→ **Document excerpt**
-- Opening Marker --
Investigating recent developments in the commissioning system

The Health and Social Care Act 2012 (HSCA 2012) introduced major changes into the commissioning system for the English NHS in 2013. Primary Care Trusts (PCTs) were replaced with Clinical Commissioning Groups, clinically-led statutory bodies responsible for the planning and commissioning of health care services for their local area. A new arms-length body, NHS England (NHSE), was established with responsibility for overseeing the work of CCGs. Commissioning responsibilities for local populations are now divided between CCGs, local authorities and NHSE. Since the HSCA 2012 took effect, there have been several
important policy developments, which affect the ‘new commissioning system’.

In 2014, The Five Year Forward View (5YFV) focussed on how organisations in the NHS need to cooperate with each other, and form new configurations known as ‘new care models’ (NCMs), the first wave of which have been designated ‘Vanguards’. There are also other organisational and service delivery changes being implemented across the country, designed to improve the integration of care. These changes take a range of forms including both horizontal and vertical integration.
-- Closing Marker --
→ **Extracted entries**
-- Opening Marker --
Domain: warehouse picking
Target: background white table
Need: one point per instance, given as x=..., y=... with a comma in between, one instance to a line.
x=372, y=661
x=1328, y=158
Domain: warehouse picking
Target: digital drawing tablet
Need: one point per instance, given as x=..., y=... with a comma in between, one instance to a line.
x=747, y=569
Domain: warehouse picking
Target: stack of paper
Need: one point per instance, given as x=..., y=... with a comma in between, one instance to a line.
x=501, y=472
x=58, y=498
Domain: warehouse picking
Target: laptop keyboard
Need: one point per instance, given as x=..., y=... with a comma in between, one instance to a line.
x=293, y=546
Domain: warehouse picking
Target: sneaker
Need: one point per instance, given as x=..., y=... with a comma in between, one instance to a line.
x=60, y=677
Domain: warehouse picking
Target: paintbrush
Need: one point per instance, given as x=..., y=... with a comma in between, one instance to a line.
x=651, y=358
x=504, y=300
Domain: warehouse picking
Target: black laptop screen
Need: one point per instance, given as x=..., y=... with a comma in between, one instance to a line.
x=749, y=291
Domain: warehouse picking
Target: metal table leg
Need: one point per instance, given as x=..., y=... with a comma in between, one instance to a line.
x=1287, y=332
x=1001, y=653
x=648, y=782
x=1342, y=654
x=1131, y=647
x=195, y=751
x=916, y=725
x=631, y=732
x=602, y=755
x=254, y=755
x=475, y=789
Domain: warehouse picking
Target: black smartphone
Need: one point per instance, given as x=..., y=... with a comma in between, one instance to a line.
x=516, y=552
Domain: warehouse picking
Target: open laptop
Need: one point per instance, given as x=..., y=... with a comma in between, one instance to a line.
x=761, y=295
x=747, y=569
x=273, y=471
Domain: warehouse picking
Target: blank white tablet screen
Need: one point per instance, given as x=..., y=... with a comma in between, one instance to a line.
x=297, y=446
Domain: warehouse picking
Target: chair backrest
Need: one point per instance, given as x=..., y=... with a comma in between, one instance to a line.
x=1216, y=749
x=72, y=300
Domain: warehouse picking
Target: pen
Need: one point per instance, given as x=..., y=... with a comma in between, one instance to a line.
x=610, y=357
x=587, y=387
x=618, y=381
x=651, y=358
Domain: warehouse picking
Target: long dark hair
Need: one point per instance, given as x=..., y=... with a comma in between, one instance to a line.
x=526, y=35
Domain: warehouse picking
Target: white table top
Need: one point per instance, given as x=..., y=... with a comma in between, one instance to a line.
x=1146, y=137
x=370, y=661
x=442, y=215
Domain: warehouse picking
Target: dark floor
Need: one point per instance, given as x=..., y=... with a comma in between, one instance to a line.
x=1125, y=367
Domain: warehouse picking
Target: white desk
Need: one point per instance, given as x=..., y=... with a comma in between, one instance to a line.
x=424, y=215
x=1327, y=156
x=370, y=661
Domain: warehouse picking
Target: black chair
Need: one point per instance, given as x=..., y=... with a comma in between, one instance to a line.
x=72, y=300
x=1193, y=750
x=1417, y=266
-- Closing Marker --
→ **To do**
Continue the passage above on changes to the English NHS commissioning system, starting right after its final sentence.

→ **Written reply**
In 2015, the relevant NHS national bodies issued a further policy document introducing the concept of local cooperative, place based planning, initially known as Sustainability and Transformation Plans and from March 2017 Sustainability and Transformation Partnerships (STPs). Despite these developments, there have been no relevant legislative changes, so the HSCA 2012 provisions concerning the respective roles of NHS commissioning organisations and the regulatory framework in respect of both procurement and provider competition remain in force. There is now a more complex local landscape of organisations all of which need to be involved in the planning of local services; and CCGs need to be able to find ways to engage with them effectively. This project investigated the initial stages of this process.

The questions addressed by the research were:

  1. How are CCG internal processes of decision making changing?
  2. What is the role of the individual CCG in the current commissioning landscape?
  3. How is accountability maintained by CCGs in the current commissioning landscape?
  4. How is competition and the current pricing regime relevant to CCGs’ commissioning decisions?
  5. How should commissioning develop?